Region annotation entries
---
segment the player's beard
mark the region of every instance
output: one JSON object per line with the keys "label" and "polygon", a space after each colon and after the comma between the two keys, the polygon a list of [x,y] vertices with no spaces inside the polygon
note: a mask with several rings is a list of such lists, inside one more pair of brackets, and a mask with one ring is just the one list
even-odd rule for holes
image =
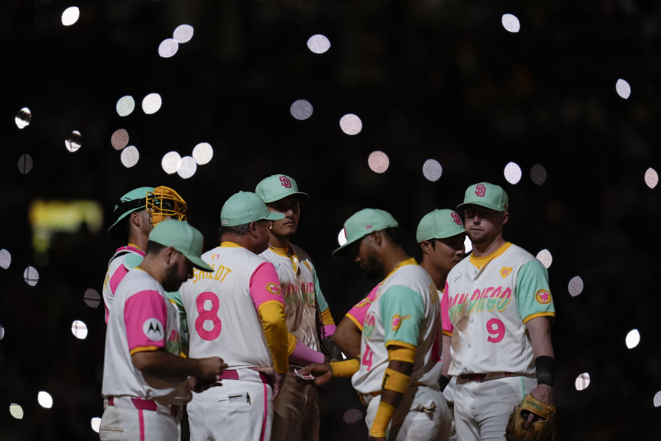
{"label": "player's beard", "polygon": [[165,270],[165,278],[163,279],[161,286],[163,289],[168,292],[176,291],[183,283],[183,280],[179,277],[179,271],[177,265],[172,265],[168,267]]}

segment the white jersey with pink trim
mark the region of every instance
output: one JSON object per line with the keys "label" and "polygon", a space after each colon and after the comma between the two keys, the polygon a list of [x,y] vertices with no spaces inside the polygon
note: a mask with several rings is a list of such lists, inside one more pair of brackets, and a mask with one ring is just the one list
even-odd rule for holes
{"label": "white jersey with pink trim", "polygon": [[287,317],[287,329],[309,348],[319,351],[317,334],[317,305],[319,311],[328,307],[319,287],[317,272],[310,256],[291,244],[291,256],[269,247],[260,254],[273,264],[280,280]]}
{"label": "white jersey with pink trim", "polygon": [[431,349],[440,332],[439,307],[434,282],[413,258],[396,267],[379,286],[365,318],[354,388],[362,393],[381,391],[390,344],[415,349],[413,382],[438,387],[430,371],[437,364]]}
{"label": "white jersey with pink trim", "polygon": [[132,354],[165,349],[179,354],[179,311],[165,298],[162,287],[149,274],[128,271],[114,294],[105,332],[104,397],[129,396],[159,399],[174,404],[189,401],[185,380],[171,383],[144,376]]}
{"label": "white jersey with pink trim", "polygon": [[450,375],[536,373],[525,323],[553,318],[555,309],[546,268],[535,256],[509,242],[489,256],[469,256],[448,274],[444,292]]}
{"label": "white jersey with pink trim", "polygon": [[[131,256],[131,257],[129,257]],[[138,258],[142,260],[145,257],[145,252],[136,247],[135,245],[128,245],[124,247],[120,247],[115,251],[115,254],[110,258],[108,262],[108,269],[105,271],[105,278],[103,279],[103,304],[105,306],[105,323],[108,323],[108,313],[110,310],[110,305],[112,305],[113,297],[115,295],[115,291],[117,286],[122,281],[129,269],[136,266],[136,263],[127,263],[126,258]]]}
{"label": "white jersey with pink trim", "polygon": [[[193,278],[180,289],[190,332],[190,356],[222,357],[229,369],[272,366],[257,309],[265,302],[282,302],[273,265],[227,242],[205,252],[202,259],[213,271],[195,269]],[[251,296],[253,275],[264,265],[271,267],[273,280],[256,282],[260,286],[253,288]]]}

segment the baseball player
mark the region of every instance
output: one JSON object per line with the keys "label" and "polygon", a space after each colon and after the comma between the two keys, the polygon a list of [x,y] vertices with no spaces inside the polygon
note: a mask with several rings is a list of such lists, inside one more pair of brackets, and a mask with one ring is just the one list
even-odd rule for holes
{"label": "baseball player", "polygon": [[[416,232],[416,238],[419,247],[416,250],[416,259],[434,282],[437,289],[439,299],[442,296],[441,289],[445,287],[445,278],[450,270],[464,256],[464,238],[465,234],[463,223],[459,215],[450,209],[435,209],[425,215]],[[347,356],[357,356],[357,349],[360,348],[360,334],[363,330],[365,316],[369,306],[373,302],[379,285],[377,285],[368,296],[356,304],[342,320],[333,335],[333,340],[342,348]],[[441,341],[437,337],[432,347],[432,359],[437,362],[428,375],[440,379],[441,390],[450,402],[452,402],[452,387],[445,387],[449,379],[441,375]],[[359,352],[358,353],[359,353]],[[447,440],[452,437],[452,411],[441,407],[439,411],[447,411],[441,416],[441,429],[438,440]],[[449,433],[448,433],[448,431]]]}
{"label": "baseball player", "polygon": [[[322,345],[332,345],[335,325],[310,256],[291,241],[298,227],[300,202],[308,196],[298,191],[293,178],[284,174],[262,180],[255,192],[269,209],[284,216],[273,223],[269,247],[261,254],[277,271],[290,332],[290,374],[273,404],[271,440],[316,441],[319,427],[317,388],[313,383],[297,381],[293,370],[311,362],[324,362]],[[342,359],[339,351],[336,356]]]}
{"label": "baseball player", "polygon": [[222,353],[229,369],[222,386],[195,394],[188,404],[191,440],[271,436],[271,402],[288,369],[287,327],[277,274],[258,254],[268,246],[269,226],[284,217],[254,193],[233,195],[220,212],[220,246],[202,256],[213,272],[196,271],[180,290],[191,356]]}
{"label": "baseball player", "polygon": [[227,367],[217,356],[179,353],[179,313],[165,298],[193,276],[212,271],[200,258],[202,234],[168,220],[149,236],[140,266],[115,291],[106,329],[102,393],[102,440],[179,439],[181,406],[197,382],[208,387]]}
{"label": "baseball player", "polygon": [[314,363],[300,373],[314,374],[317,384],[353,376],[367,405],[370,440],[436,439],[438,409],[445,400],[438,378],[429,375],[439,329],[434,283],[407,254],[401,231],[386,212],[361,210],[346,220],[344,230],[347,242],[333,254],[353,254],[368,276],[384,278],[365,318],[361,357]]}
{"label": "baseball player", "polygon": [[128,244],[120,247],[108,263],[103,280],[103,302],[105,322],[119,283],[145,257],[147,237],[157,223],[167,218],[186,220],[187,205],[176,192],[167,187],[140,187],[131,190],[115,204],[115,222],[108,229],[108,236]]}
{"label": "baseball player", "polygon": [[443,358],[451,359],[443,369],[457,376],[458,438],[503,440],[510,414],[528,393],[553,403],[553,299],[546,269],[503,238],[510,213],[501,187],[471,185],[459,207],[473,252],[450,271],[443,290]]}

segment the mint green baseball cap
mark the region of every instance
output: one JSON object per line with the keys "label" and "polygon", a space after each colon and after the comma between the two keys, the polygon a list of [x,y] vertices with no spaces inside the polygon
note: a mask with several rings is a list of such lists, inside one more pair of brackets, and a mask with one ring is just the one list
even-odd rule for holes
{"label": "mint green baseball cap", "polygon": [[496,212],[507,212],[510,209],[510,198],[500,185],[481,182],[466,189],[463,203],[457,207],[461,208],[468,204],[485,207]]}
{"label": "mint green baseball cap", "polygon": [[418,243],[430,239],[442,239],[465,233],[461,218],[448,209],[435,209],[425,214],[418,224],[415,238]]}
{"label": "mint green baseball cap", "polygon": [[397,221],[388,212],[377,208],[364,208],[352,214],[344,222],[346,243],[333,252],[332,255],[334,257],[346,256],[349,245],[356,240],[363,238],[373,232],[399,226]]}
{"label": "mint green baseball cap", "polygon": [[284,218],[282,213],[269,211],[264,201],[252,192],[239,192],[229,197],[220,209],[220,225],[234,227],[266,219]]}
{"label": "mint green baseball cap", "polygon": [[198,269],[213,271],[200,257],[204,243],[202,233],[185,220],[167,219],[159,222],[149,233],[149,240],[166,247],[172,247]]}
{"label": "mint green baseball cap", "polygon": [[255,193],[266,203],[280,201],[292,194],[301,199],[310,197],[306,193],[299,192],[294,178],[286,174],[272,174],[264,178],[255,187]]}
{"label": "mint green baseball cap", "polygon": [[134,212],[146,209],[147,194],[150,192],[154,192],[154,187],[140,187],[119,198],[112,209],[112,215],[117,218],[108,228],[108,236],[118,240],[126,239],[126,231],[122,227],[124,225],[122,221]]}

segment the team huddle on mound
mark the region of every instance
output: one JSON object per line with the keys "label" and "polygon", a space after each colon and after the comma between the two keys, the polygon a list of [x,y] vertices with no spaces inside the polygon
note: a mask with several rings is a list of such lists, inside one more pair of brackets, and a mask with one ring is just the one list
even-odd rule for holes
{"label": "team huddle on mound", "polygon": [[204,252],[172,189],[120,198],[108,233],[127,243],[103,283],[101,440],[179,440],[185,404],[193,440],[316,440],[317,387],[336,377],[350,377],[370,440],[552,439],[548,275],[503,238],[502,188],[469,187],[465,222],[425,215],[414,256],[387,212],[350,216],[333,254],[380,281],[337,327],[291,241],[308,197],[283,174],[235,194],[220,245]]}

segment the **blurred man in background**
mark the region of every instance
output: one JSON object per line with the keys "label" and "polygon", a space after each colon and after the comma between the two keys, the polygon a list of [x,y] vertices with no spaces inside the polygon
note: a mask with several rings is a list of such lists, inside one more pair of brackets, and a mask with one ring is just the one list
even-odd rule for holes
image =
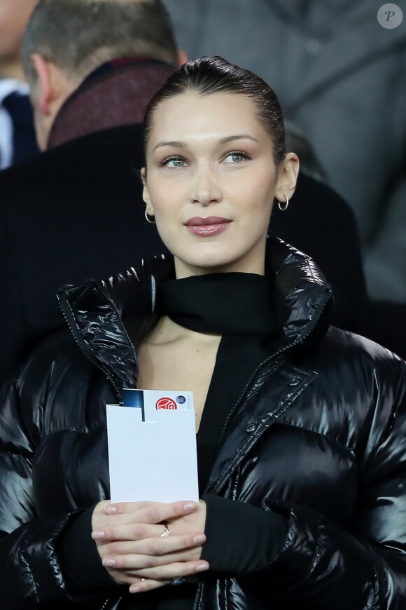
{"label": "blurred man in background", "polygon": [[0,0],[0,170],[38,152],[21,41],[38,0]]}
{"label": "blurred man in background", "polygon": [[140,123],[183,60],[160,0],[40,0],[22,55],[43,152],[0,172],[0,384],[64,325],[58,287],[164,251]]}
---
#### Directions:
Restate word for word only the lines from the one with "segment the **blurred man in background**" through the last line of the material, both included. Any picture should be left out.

#### Result:
segment the **blurred man in background**
mark the region of every instance
output: one JSON object per line with the keys "label" and "polygon", a space after each colon and after the comma between the two keys, the polygon a list of [x,y] vertices with no spaces inside the polygon
note: a mask with several rings is a list of such lists, inside one more pair of brackets, and a mask with one ring is just the one list
even-odd rule for holes
image =
{"label": "blurred man in background", "polygon": [[0,0],[0,170],[38,152],[21,41],[38,0]]}
{"label": "blurred man in background", "polygon": [[140,123],[183,60],[160,0],[40,0],[22,55],[43,152],[0,172],[0,384],[64,325],[58,287],[164,251]]}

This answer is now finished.